Interview with Jill Girardi

The Horror Club talks to Jill Girardi, Editor-in-Chief of Kandisha Press, about the press itself, its titles, including the recently released volume 3 of its ‘Women of Horror’ series, her work and the horror community, among other things.

Hi Jill, thanks for having a chat! Can you tell me about Kandisha Press?

Hi! Kandisha Press is a women-owned independent publisher that focuses on promoting women authors. Having said that, we are a safe space for everyone regardless of gender, race, orientation, religion, disability, age, appearance, or any other such social construct. Everyone is welcome in our little community.

Where does the name come from?

In Moroccan folklore, Aisha Kandisha is a temptress who lures her victims out into the desert where she slowly drives them mad. She is a symbol of the prowess of women. What better name for a press that focuses on women?

This is the third volume in your ‘Women of Horror’ anthology series. Can you tell me about the first two?

The first two volumes are called Under Her Black Wings and Graveyard Smash. In the first book, the authors were challenged to create their own ‘woman monsters.’ In the second book, they were challenged to write their best graveyard stories. All the books in the series are named after or inspired by songs. Under Her Black Wings is inspired by a Danzig  song. Graveyard Smash is from the popular oldies song.

How did the series come about?

My good friend has a magazine called Evilspeak (which I now write for) and he was telling me all about how he published on Amazon KDP. At the same time, I joined an anthology as an author which was also published through KDP. It really got me excited to try my own self-published anthology. I had noticed that the majority of authors in anthologies I was in were men, so it seemed to me that I should do a book for women only. It started out just as a fun project. I never dreamed it would take off the way it has.

The third volume, The One That Got Away, releases today, February 1st. Can you tell me about that?

In this one, 30 women from around the world were asked to write about “The One That Got Away.” The interpretation of the theme was up to them. Some chose to write about love in all its various forms, while others chose to write about escaping a killer. And we have quite a few very unique interpretations of the theme which was a thrilling surprise for me.

How different is it to the other two? Did you take a different approach to it when crafting it? How did having two previous anthologies help you with this one?

■ List of tasks ■
1. In the interview with Jill Girardi, what are the titles of the first two volumes in the 'Women of Horror' series?
2. Continue the interview with Jill Girardi from where it stops.
The entries after this point are separate material and are not part of the interview.

■ Data excerpts ■
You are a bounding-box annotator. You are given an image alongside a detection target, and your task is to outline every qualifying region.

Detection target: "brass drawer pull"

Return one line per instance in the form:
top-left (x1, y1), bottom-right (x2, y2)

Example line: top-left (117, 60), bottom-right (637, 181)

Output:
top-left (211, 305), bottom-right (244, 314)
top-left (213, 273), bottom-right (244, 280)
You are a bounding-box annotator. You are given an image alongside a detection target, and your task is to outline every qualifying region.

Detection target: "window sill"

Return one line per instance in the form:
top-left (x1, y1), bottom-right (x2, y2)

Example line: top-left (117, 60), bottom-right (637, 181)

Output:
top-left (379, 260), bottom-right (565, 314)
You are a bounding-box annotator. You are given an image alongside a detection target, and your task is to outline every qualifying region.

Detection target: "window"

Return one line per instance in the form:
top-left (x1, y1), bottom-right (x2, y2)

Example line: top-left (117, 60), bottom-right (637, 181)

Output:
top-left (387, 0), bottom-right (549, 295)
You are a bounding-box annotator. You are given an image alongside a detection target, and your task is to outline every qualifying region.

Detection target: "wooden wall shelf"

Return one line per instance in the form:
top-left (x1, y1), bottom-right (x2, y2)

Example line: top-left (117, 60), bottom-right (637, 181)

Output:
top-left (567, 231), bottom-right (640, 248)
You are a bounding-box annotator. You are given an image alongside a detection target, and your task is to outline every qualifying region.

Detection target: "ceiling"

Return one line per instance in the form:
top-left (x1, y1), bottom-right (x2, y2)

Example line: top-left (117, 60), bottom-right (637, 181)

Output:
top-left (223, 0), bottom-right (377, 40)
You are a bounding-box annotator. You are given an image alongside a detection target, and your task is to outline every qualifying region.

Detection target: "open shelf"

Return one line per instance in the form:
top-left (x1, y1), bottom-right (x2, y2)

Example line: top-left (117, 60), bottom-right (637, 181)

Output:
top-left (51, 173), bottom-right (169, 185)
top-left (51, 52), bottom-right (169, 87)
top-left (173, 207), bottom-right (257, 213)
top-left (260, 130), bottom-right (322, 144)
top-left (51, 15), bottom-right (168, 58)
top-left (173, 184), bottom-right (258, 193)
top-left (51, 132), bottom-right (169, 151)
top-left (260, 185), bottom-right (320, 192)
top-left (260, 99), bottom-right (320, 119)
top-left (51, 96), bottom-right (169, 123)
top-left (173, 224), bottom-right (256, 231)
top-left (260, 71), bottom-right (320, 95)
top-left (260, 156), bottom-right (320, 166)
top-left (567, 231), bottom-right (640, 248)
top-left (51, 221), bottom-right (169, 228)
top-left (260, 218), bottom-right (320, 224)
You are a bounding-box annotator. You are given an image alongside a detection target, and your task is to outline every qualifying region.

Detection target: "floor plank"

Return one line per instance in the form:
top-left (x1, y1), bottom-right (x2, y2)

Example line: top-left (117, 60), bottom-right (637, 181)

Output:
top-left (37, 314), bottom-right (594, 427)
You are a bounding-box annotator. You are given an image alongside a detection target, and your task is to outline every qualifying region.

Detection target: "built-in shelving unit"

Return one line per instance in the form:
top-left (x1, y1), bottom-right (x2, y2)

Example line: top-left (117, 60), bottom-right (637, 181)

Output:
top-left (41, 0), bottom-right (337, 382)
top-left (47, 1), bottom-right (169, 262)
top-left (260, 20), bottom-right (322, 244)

■ Results for the exercise ■
1. Under Her Black Wings and Graveyard Smash.

2.
This time around was a bit different because we got hundreds of submissions. I never expected that we would get so many. We only had limited slots, and it was really hard to have to reject some excellent stories simply due to a lack of space. We pushed the number of acceptances to the limit and even carried some over to the next few volumes. So this book ended up a lot thicker than we had originally planned. This book was much harder to put together than the first two, and there were a lot more issues. I think the more popular a series gets, the more stressful it is going to be. I hope I’m wrong! Haha!

You have a novel published. How different is it to working on an anthology? What are the challenges? Any difficulties?

Doing an anthology is mostly working on other people’s stories. It’s a lot different than putting your own writing down on a page and getting it out there for other people to read and critique. It is also easier when a group of people are collectively promoting a book rather than just you alone on Twitter hawking your wares.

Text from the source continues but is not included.